Pull out every line of the entries below that contains the word "plant". Match case exactly.

___ SUPPLIED RECORDS

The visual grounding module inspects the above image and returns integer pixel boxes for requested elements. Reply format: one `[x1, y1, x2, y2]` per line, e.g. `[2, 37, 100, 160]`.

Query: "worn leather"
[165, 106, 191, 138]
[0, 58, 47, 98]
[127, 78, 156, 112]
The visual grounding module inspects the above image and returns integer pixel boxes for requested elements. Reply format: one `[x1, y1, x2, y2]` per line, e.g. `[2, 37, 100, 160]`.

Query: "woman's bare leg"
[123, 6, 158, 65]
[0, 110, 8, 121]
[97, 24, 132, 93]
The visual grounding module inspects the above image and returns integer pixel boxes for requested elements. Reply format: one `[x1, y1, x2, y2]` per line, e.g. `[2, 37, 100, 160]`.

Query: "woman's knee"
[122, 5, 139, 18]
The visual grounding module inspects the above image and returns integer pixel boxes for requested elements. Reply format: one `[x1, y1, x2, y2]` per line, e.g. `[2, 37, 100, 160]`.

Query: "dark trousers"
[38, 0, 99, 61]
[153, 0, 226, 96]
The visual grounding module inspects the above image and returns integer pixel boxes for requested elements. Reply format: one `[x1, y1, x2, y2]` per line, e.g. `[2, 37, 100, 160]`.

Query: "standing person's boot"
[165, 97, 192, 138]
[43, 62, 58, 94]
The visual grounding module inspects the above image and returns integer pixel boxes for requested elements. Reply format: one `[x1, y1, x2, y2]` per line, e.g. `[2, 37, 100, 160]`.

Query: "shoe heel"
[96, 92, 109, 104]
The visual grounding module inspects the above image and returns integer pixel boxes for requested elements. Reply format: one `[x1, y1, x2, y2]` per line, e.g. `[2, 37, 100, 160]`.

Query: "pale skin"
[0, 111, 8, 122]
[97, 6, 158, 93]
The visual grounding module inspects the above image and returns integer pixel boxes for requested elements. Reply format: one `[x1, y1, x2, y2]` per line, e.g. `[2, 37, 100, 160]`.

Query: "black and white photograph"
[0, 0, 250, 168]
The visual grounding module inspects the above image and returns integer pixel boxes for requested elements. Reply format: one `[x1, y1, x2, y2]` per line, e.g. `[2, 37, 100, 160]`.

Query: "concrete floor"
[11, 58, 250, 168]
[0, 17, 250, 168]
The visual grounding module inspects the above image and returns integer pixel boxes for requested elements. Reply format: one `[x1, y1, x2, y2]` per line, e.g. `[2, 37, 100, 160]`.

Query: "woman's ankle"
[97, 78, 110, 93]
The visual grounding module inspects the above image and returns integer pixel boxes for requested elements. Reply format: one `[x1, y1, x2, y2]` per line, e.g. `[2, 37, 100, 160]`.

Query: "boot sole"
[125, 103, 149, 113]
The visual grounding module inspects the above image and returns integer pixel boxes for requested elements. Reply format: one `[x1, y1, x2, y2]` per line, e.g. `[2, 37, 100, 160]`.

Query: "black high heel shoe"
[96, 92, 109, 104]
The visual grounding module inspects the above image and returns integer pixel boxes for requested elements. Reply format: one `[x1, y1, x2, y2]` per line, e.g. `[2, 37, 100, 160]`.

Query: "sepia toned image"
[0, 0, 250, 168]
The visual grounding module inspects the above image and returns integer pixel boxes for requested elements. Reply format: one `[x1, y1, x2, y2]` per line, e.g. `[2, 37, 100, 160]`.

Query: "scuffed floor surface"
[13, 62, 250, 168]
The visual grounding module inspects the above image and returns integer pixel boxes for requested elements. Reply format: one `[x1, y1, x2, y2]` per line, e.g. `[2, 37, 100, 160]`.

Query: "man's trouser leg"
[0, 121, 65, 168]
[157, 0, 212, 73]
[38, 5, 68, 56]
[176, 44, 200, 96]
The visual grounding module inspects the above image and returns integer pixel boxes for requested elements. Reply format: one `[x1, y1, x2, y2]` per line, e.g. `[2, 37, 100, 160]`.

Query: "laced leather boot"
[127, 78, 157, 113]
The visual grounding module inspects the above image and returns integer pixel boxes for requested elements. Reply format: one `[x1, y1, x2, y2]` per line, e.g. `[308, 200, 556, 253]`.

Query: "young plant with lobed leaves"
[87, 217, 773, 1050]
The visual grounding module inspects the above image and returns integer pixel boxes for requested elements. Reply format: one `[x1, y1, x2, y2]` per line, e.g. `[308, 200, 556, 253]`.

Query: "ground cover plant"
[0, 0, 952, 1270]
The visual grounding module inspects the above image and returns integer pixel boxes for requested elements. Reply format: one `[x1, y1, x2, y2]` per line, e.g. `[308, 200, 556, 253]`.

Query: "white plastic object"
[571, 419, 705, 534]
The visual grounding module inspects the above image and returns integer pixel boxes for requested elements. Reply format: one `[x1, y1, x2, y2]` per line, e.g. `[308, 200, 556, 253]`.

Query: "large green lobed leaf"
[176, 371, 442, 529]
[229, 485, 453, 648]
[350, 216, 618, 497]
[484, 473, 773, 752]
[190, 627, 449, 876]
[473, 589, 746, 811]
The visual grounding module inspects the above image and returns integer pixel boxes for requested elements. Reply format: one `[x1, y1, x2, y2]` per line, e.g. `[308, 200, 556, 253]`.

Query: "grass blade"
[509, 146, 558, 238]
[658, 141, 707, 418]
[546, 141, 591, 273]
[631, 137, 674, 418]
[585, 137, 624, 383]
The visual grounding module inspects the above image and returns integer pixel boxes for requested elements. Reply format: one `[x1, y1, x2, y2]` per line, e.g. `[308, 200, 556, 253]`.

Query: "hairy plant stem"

______

» CORRECT OUTPUT:
Query: "young plant with lobed leaves"
Query: "ground cover plant"
Query: "hairy plant stem"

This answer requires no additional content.